Brief 1: Decide whether each statement below agrees with the interview about the VENI grant, answering yes or no and quoting the deciding words from it: (a) Melo received the acceptance e-mail while on holiday; (b) Melo studies how drugs interact with cell membranes through laboratory experiments rather than computer simulations; (c) fourteen scientists each received a VENI grant of up to €250,000.
Brief 2: Pick up the interview about the VENI grant after its last sentence and continue it.

Document extract:
=-=-=-=-=

‘The least I owe them is a big party’

Fourteen talented scientists at the University of Groningen and the UMCG have each received a VENI grant of up to €250,000 from scientific research backer NWO. Biophysicist Manuel Nuno Melo (30) examines how different drugs interact with cell membranes.

What was the first thing you did when you were awarded the grant?

‘The absolutely first thing I did when I received the acceptance e-mail was to smile widely. Not only was it wonderful news, but I also received it while I was on holiday. I then began to slowly spread the news to my family, friends and colleagues; their help was fundamental to the success of my application, so the least I owe them is a big party.’

veni 7 manuel

What is your research about?

‘Broadly speaking, I study how different drugs interact with cell membranes. I do this by using computer simulations. That way I can see molecular processes taking place in more detail than with any other experimental technique.’

Why is it so interesting?

‘The cell membrane is involved in much more than just surrounding the inside of the cell. From a drug perspective, the membrane is a barrier that must be crossed or, alternatively, a target that must be destroyed. I get to study the similarities and differences between these crucial events. Furthermore, with computer simulations I can really see how life – the formation of a membrane, for example – emerges from simple chemical interactions between molecules. The fact that these molecules are lifeless on their own makes it even more fascinating!

=-=-=-=-=

(Region pointing data)
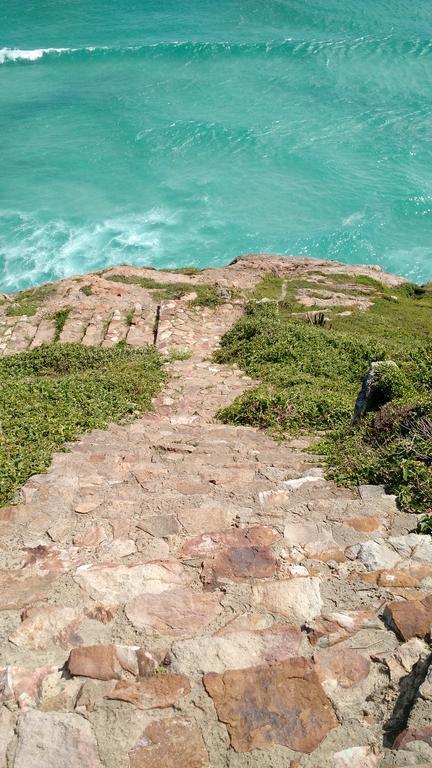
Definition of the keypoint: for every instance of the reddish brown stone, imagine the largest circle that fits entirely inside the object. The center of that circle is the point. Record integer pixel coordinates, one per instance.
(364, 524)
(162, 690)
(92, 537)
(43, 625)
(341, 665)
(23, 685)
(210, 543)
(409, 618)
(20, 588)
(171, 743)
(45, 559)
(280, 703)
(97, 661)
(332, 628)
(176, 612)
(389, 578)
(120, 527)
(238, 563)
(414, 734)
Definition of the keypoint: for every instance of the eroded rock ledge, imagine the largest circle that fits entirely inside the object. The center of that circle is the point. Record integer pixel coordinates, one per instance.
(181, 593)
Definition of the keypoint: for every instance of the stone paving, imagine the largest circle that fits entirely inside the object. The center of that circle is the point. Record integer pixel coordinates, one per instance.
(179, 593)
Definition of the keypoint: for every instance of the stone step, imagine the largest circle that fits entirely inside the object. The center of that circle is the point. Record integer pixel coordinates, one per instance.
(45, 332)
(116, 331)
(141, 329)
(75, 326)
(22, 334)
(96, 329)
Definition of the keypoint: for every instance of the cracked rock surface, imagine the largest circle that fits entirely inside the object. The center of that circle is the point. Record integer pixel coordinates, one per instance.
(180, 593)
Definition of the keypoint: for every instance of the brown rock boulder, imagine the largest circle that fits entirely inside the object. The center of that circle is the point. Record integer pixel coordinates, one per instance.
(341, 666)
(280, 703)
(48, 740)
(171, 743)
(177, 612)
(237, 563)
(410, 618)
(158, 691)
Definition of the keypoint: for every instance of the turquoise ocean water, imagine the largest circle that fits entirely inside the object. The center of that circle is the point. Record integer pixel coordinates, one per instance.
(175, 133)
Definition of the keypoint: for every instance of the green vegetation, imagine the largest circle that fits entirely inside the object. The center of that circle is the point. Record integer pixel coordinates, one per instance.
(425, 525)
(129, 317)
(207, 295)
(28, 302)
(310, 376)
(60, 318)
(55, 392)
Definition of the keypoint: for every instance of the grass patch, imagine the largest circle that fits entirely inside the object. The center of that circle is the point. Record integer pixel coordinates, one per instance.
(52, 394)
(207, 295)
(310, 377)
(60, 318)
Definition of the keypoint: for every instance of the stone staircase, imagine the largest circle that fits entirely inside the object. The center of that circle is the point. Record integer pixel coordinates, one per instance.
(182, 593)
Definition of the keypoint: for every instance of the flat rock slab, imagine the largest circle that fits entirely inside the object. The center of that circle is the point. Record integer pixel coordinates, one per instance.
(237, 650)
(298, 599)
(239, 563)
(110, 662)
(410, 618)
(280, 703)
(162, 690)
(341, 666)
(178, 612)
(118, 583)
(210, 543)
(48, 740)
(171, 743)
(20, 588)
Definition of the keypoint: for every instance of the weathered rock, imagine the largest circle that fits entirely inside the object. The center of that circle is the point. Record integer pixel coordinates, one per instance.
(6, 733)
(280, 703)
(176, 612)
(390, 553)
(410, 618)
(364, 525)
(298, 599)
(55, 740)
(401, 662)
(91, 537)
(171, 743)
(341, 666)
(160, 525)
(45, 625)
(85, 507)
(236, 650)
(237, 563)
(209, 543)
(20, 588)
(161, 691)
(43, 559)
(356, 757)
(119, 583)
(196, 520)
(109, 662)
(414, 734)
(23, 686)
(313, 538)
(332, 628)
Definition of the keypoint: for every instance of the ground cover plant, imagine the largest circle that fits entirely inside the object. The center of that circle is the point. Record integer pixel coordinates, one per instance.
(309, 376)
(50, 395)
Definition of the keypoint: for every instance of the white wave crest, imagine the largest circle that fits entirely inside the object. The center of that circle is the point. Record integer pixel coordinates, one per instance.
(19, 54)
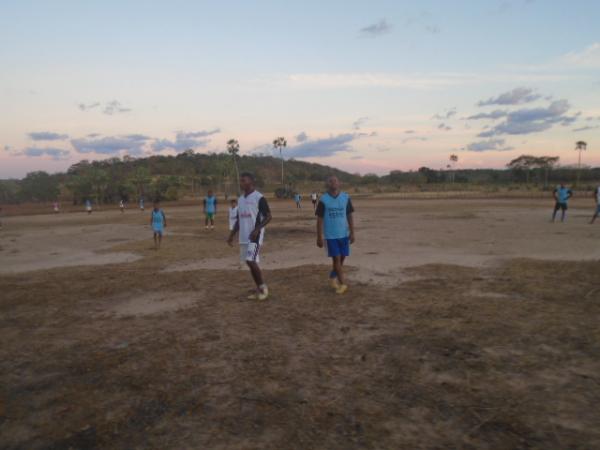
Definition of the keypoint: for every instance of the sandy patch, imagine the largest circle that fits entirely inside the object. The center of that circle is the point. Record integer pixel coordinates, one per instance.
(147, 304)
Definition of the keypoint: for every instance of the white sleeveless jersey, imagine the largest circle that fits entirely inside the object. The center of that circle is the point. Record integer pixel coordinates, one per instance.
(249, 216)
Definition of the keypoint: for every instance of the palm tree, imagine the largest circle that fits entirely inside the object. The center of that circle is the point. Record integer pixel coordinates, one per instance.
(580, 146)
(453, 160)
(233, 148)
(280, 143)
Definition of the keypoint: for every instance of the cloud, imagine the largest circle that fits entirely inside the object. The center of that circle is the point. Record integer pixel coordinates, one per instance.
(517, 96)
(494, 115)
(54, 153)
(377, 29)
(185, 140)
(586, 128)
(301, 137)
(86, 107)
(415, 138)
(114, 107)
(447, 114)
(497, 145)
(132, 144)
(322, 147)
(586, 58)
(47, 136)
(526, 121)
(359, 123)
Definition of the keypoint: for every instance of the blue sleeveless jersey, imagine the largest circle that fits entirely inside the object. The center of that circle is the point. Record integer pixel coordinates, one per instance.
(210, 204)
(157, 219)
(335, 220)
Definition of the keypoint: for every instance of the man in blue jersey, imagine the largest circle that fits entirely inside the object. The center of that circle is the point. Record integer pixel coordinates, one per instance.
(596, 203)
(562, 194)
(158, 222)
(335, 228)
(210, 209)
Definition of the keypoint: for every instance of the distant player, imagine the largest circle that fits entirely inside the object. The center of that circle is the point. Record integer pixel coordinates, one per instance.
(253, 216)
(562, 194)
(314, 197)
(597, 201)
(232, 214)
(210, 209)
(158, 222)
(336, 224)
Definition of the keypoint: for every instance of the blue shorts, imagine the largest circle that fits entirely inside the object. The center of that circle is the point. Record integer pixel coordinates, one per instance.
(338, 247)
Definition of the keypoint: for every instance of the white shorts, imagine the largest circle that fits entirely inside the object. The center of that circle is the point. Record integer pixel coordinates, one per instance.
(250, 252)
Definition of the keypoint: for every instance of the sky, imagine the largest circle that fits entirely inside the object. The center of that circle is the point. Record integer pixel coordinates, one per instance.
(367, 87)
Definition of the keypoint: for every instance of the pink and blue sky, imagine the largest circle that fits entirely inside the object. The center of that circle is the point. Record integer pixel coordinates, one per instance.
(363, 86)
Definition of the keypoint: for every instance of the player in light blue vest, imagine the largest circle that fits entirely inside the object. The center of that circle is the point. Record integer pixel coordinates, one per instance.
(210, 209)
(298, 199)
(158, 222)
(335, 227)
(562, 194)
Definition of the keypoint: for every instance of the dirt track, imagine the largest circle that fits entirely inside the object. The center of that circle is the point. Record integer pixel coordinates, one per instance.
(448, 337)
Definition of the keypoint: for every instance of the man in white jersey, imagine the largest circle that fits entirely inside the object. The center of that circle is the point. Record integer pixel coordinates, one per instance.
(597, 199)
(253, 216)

=-=-=-=-=

Task response 1:
(a) Yes: "I also received it while I was on holiday."
(b) No: "I do this by using computer simulations."
(c) Yes: "Fourteen talented scientists at the University of Groningen and the UMCG have each received a VENI grant of up to €250,000"

Task response 2:
In about three years I will have discovered…

‘In about three years I will have understood why there are certain antibiotics that kill bacteria by breaking their membranes, whereas others that are very similar in nature act by first silently crossing the membrane and only then attacking its internal structure. With this knowledge I’ll be able to improve different drugs by enabling them either to disrupt or cross membranes. This may even be applicable to a wider range of molecules besides antibiotics, such as anti-cancer drugs.’

Why are you a scientist and not, for example, an entrepreneur?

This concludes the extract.